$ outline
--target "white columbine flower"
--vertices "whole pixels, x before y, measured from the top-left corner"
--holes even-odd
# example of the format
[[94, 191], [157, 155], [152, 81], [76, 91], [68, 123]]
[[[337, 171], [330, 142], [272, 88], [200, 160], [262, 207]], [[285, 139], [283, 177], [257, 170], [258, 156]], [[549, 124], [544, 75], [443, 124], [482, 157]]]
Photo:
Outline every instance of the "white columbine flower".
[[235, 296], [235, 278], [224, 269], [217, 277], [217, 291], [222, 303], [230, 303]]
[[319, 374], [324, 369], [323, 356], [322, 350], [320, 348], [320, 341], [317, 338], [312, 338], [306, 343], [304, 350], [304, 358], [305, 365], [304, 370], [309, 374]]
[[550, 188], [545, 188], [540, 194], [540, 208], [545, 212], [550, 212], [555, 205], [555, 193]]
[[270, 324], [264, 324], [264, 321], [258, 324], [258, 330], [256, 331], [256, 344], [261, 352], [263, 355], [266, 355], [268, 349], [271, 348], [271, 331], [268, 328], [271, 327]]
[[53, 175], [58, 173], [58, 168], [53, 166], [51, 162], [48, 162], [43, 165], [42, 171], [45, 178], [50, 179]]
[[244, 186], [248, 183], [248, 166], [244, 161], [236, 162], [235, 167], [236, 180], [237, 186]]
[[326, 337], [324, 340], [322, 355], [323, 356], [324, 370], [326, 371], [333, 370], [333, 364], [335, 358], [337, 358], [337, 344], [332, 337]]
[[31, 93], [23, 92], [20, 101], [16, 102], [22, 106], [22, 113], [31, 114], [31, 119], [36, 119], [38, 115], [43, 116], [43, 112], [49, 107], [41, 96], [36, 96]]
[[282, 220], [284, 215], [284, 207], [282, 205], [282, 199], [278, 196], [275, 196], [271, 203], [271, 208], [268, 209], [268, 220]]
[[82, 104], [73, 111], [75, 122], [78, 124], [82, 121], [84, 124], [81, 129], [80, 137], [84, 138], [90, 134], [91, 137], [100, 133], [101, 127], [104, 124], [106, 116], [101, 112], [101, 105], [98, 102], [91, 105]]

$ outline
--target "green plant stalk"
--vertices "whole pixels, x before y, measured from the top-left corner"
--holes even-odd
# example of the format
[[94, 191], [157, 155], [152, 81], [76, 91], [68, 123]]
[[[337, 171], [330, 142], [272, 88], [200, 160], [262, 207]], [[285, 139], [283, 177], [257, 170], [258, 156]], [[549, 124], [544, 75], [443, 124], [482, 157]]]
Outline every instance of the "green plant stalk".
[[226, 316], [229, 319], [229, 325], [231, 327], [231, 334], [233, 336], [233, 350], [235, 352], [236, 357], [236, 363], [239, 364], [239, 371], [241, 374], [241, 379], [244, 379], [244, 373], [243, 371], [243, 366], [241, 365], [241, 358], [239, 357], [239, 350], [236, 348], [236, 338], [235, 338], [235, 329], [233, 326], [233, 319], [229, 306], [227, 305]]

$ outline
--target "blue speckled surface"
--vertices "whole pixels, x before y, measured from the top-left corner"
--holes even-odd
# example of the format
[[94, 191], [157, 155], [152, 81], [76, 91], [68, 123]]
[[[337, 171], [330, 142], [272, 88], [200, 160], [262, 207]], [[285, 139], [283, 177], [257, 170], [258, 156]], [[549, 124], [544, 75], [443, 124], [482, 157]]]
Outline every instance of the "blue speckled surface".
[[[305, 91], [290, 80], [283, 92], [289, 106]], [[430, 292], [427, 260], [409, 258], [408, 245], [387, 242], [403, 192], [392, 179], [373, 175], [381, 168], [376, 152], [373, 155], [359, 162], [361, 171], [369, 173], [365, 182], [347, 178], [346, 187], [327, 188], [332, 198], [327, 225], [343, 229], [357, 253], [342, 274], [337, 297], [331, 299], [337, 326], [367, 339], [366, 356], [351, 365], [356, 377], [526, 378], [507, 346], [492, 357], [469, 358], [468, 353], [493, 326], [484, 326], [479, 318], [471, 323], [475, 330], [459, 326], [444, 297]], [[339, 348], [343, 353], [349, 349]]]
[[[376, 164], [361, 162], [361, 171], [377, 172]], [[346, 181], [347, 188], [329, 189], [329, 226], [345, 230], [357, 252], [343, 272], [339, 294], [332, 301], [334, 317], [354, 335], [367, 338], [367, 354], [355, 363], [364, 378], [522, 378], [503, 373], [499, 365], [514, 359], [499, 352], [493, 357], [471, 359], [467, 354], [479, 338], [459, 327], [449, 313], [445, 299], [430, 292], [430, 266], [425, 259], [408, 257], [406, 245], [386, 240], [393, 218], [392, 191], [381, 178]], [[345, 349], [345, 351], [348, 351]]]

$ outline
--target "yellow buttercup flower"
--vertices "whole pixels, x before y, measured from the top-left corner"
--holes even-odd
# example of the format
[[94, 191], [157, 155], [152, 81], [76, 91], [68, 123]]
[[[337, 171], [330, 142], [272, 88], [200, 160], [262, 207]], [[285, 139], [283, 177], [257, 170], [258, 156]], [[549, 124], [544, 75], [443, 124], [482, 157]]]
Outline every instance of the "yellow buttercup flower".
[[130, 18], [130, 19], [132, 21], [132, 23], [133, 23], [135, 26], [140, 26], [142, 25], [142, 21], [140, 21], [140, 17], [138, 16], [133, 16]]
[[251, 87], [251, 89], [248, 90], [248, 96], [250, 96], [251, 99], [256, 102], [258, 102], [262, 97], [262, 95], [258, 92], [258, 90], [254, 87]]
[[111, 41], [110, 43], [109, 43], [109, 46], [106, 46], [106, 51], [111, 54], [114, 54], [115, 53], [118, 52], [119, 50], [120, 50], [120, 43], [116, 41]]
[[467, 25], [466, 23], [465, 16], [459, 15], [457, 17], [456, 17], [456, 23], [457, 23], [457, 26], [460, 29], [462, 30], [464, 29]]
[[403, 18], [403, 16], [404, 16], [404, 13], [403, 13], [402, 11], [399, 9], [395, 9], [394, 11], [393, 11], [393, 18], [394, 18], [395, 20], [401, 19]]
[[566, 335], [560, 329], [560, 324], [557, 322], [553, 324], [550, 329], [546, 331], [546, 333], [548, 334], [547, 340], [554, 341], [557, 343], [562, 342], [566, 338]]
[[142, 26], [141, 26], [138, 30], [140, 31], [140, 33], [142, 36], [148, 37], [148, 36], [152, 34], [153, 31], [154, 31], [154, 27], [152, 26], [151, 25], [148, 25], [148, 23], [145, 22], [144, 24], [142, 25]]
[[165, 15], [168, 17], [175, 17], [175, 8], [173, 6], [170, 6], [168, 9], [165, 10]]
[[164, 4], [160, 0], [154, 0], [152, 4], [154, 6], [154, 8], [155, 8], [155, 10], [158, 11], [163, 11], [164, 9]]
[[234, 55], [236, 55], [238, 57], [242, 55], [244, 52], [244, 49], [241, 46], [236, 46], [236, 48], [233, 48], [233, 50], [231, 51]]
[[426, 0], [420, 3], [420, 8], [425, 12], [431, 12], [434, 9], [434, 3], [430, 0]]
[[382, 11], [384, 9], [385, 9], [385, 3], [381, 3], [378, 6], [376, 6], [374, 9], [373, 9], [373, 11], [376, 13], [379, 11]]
----------------
Write out every line from the start of the records through the line that contains "209], [268, 220]]", keeping each line identical and including both ends.

#### ANSWER:
$ outline
--target "white columbine flower"
--vertices "whole pixels, x before y, measured from the top-left corner"
--holes even-odd
# example of the format
[[94, 191], [157, 155], [152, 81], [76, 91], [68, 123]]
[[[337, 171], [330, 142], [272, 88], [200, 160], [262, 207]], [[285, 139], [283, 177], [257, 170], [258, 156]], [[549, 124], [544, 75], [443, 124], [482, 157]]]
Photo:
Outline every instance of the "white columbine flower".
[[235, 296], [235, 278], [224, 269], [217, 277], [217, 291], [222, 303], [230, 303]]
[[319, 374], [324, 369], [323, 356], [322, 350], [320, 348], [320, 341], [317, 338], [312, 338], [306, 343], [304, 350], [304, 358], [305, 365], [304, 370], [309, 374]]
[[550, 188], [545, 188], [540, 194], [540, 208], [545, 212], [550, 212], [555, 205], [555, 193]]
[[270, 324], [264, 324], [264, 321], [258, 324], [258, 330], [256, 331], [256, 344], [261, 352], [263, 355], [266, 355], [268, 349], [271, 348], [271, 331], [268, 328], [271, 327]]
[[53, 175], [58, 173], [58, 168], [53, 166], [51, 162], [48, 162], [43, 165], [42, 171], [45, 178], [50, 179]]
[[244, 186], [248, 183], [248, 166], [244, 161], [236, 162], [235, 167], [236, 180], [237, 186]]
[[326, 337], [324, 340], [322, 355], [323, 356], [324, 370], [326, 371], [333, 370], [333, 364], [335, 358], [337, 358], [337, 344], [332, 337]]
[[31, 93], [23, 92], [20, 101], [16, 102], [22, 106], [22, 113], [31, 114], [31, 119], [36, 119], [38, 115], [43, 116], [43, 112], [49, 107], [41, 96], [36, 96]]
[[282, 220], [284, 215], [284, 207], [282, 205], [282, 199], [278, 196], [275, 196], [271, 203], [271, 208], [268, 209], [268, 220]]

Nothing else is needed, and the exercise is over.